* [INSTRUCTION] Rewrite the listing below as a numbered list, dropping any blank lines.

══════

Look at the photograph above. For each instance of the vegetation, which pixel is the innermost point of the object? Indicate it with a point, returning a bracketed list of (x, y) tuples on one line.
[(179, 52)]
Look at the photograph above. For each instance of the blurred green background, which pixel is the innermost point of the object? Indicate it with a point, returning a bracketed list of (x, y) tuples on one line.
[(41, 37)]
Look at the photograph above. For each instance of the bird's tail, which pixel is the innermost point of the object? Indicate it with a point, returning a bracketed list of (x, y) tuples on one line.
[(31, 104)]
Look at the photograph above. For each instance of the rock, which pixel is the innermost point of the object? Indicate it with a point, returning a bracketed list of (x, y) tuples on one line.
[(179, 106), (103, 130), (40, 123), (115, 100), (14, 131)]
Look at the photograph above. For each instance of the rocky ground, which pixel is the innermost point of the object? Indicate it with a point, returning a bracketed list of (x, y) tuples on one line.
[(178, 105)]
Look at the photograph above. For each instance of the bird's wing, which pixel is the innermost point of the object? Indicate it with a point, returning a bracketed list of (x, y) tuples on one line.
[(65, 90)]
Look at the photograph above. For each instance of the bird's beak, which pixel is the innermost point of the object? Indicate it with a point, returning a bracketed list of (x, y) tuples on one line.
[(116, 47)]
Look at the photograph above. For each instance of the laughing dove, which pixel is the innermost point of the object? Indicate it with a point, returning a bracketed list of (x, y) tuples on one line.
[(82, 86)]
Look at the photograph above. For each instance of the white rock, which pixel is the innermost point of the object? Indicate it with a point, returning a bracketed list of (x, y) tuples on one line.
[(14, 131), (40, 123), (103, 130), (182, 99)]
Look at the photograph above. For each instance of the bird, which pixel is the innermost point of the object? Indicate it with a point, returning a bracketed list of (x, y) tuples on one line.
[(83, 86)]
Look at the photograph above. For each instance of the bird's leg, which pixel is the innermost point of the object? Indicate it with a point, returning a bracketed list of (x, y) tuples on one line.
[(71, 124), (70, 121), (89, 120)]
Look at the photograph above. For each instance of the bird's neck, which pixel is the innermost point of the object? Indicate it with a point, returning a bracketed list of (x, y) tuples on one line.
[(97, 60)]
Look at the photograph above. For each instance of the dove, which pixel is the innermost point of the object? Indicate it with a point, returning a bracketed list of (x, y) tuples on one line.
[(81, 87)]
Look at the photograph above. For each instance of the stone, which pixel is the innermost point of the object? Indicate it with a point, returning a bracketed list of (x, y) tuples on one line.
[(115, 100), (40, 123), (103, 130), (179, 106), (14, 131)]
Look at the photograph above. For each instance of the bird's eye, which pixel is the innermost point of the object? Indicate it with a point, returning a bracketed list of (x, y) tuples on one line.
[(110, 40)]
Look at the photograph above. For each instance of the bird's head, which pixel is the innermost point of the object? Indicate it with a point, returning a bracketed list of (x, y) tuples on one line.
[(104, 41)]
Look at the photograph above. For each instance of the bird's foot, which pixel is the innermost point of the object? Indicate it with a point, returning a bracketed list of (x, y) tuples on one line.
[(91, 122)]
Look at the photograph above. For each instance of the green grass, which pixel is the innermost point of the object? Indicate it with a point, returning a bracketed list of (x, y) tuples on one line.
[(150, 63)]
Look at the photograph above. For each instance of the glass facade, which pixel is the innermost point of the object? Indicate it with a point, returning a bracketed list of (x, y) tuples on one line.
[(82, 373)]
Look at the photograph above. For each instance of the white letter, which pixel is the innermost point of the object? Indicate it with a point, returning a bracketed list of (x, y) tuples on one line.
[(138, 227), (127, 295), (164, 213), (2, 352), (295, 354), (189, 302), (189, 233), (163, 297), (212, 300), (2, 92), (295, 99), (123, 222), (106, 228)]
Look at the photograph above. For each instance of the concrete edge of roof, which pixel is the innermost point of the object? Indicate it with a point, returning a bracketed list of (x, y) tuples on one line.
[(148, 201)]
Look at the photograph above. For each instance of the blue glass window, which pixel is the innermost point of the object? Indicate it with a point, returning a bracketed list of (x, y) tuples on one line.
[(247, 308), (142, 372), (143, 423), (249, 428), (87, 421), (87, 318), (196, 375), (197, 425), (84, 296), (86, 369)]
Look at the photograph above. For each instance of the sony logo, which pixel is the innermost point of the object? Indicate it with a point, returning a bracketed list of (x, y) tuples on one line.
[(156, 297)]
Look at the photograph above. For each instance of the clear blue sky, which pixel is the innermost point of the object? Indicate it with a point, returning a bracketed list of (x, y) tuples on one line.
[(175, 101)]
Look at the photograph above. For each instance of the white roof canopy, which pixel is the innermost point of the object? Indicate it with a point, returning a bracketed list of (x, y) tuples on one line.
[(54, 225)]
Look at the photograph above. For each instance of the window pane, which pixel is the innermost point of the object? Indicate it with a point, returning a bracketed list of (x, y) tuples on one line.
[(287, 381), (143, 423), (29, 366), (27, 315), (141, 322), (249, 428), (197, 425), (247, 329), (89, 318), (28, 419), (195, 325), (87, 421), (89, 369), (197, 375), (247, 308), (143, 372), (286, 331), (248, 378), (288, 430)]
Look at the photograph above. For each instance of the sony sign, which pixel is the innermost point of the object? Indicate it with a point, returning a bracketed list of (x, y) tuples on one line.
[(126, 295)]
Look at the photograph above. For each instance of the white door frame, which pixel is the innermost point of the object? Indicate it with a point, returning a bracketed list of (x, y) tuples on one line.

══════

* [THE RESPONSE]
1. Look at the photograph above. For each instance of the vegetation, which pixel is the innermost point of the object? Indicate it with a point, returning a bracketed list of (x, y) tuples on one line.
2. [(179, 52)]
3. Look at the photograph above. For each instance of the blurred green background, which pixel is the innermost point of the object? Indicate it with a point, returning a bracketed list of (x, y) tuples on one line.
4. [(41, 37)]
5. Look at the photograph above. For each instance of the bird's tail, which pixel is the innermost point of the object? Indicate it with a point, returning a bracketed list of (x, y) tuples on one line.
6. [(31, 104)]
7. Look at the photograph above. For each instance of the rock, which pixel is the innermost point of the object? Indicate it with a point, returning a bracketed list of (x, y) tuples on one line.
8. [(179, 106), (103, 130), (40, 123), (115, 100), (14, 131)]
9. Look at the photograph above. For each instance of the rocky ground, which pixel is the innermost point of the object? Indicate it with a point, returning a bracketed list of (x, y) tuples on one line.
10. [(178, 105)]
11. Look at the photograph above. For each instance of the bird's wing, which pixel is the innermost point of the object? Indicate it with a point, returning a bracketed list of (x, y) tuples on one line.
12. [(65, 90)]
13. Look at the photograph above. For each instance of the bird's beak, which pixel is the innermost point of the object? Indicate it with a point, returning a bracketed list of (x, y) tuples on one line.
14. [(116, 47)]
15. Look at the photograph above. For each instance of the laughing dove, which pixel is the innermost point of the object? Indicate it with a point, returning a bracketed list of (x, y) tuples on one line.
16. [(82, 86)]
17. Look at the photograph above. For each instance of the white rock, which pixel is the innermost point of the object? Indicate it with a point, returning a bracketed list of (x, y) tuples on one line.
18. [(14, 131), (40, 123), (103, 130), (182, 99)]
19. Look at the photograph above. For each instance of the bird, which pixel is the innermost point of the object? Indicate it with a point, returning a bracketed list of (x, y) tuples on one line.
20. [(83, 86)]
21. Look at the photograph above. For each instance of the bird's leg, which pixel is the innermost point of the object? Indicate it with a point, returning a bracketed list of (x, y) tuples on one line.
22. [(71, 124), (70, 121), (89, 120)]
23. Look at the photograph above. For each instance of the bird's neck, which pixel is the innermost point of the object? Indicate it with a point, returning a bracketed list of (x, y) tuples on one line.
24. [(97, 60)]
25. Look at the photograph above. For each instance of the dove, which pixel is the innermost point of the object? Indicate it with a point, returning a bracketed list of (x, y) tuples on one line.
26. [(81, 87)]
27. Look at the photograph above. For each instance of the stone, which pixel is the innermost point of the object? Indicate it with a point, returning a bracketed list of (x, y) tuples on one line.
28. [(115, 100), (40, 123), (103, 130), (179, 106), (14, 131)]
29. Look at the photograph above. For each instance of the bird's eye, which pixel is the innermost point of the object? Indicate it with a point, returning a bracketed list of (x, y) tuples on one line.
30. [(110, 40)]
31. Look at the photograph above. For each instance of the bird's head, which pixel is the innermost point of the object? Indicate it with a point, returning a bracketed list of (x, y) tuples on one line.
32. [(104, 41)]
33. Look at the photograph above. For each instance of the bird's foot, which pixel is the innermost point of the object? Indicate it with a point, returning a bracketed list of (x, y) tuples on one line.
34. [(91, 122)]
35. Look at the photograph above. For each instance of the green grass, which pixel is the innermost point of the object? Indicate it with a point, returning a bracketed list of (x, y) tuples on one line.
36. [(150, 63)]
37. Look at the photograph above. For each instance of the glass facade, which pixel is the innermost point of the object? Indicate it with a point, returning a bracketed list of (x, y) tuples on one line.
38. [(82, 373)]
39. Look at the photograph above. For each instance of the white letter, which pixel is the innermost point of the object? Indicate it with a point, returning a bracketed list of (x, y) tuples on one line.
40. [(138, 227), (127, 295), (164, 213), (2, 352), (295, 354), (189, 302), (189, 233), (163, 297), (212, 300), (2, 92), (295, 99), (123, 222), (106, 228)]
41. Look at the photograph above. For each instance of the concrete edge of roof, which pixel is the innermost point of the object? Indicate it with a point, returning a bracketed list of (x, y) tuples on one line.
42. [(148, 201)]
43. Look at the photograph above. For each instance of the blue glass window, which pixel is the innermost point of the object? Indicate it with a point, returning a bracketed list of (x, y) tuples on one line.
44. [(247, 308), (142, 372), (143, 423), (249, 428), (87, 421), (87, 318), (196, 375), (197, 425), (84, 296), (86, 369)]
45. Look at the photograph above. For each instance of the sony logo, which pixel is the innermost point of the object? Indicate it with a point, returning a bracketed list of (x, y) tuples on one line.
46. [(156, 297)]
47. Look at the photograph above. For each instance of the clear blue sky, which pixel is the innermost point of the object? Indicate it with a point, returning a bracketed list of (x, y) tuples on one line.
48. [(175, 101)]
49. Look at the photograph above. For each instance of the white roof canopy, which pixel is the innermost point of the object? Indicate it with a point, returning a bracketed list of (x, y) tuples on one line.
50. [(54, 225)]
51. Look at the photograph above. For each instance of the window pane, which pixel is the innermost point of the object? Indicate it with a point, returning a bracketed list of (x, y) tuples on one line.
52. [(287, 381), (143, 423), (29, 366), (27, 315), (141, 322), (249, 428), (197, 425), (247, 329), (89, 318), (28, 419), (195, 325), (87, 421), (89, 369), (197, 375), (247, 308), (143, 372), (286, 331), (248, 378), (288, 430)]
53. Look at the photograph above. For each instance of the sony sign, which pixel is the innermost point of the object? Indicate it with a point, returning a bracketed list of (x, y) tuples on one line.
54. [(126, 295)]
55. Look at the photograph above. For each instance of the white door frame, which pixel is the innermost point of the object? Indicate it with a point, returning a bracketed list of (x, y) tuples on one line.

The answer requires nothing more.